08 Mayıs 2015 00:44

22 vagonlu ‘Emek Treni’

İstanbul Sarıyer’de bulunan Tuncay Artun İMKB Doğanevler İlkokulu 4/D sınıfı öğrencileri, 301 madencinin hayatını kaybettiği Soma maden faciasından etkilenerek Emek Treni isimli bir proje hazırladı.

Paylaş

Tolga Alp TURGUT
İstanbul

İstanbul Sarıyer’de bulunan Tuncay Artun İMKB Doğanevler İlkokulu 4/D sınıfı öğrencileri, 301 madencinin hayatını kaybettiği Soma maden faciasından etkilenerek Emek Treni isimli bir proje hazırladı. Emek ve çevre duyarlılığı kavramlarından yola çıkan öğrenciler, kendi hayatlarını hikayeleştirdi. Bir yıl süren çalışmaların sonunda yirmi iki hikayeden oluşan Emek Treni adlı öykü kitabı ortaya çıktı. Çocuklar yazdıkları kitabı madenlerde yaşamını yitiren işçilere adadı.  Öğrenciler, toplayacakları oyuncakları Somalı çocukları ziyaret ederek 22 Mayıs'ta kendi elleriyle teslim edecekler.

Veri bölümü =
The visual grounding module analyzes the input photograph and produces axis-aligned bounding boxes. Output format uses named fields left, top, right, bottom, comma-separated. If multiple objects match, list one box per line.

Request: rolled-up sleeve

Yönerge 1 =
Emek Treni haberine göre şu soruları yanıtlayın:
(a) Soma maden faciasında kaç madenci hayatını kaybetti?
(b) Öğrencilerin hazırladığı öykü kitabı kaç hikayeden oluşuyor?
(c) Öğrenciler oyuncakları hangi tarihte teslim edecek?
Yönerge 2 = Emek Treni haberinin "08 Mayıs 2015" ile başlayıp "elleriyle teslim edecekler." ile biten kısmını, "Emek Treni" ifadesini "Umut Treni" ile değiştirerek yeniden yazın.

Alıştırma cevabı 1 =
(a) 301 madenci.
(b) Yirmi iki hikayeden.
(c) 22 Mayıs'ta.

Alıştırma cevabı 2 =
08 Mayıs 2015 00:44

22 vagonlu ‘Umut Treni’

İstanbul Sarıyer’de bulunan Tuncay Artun İMKB Doğanevler İlkokulu 4/D sınıfı öğrencileri, 301 madencinin hayatını kaybettiği Soma maden faciasından etkilenerek Umut Treni isimli bir proje hazırladı.

Paylaş

Tolga Alp TURGUT
İstanbul

İstanbul Sarıyer’de bulunan Tuncay Artun İMKB Doğanevler İlkokulu 4/D sınıfı öğrencileri, 301 madencinin hayatını kaybettiği Soma maden faciasından etkilenerek Umut Treni isimli bir proje hazırladı. Emek ve çevre duyarlılığı kavramlarından yola çıkan öğrenciler, kendi hayatlarını hikayeleştirdi. Bir yıl süren çalışmaların sonunda yirmi iki hikayeden oluşan Umut Treni adlı öykü kitabı ortaya çıktı. Çocuklar yazdıkları kitabı madenlerde yaşamını yitiren işçilere adadı.  Öğrenciler, toplayacakları oyuncakları Somalı çocukları ziyaret ederek 22 Mayıs'ta kendi elleriyle teslim edecekler.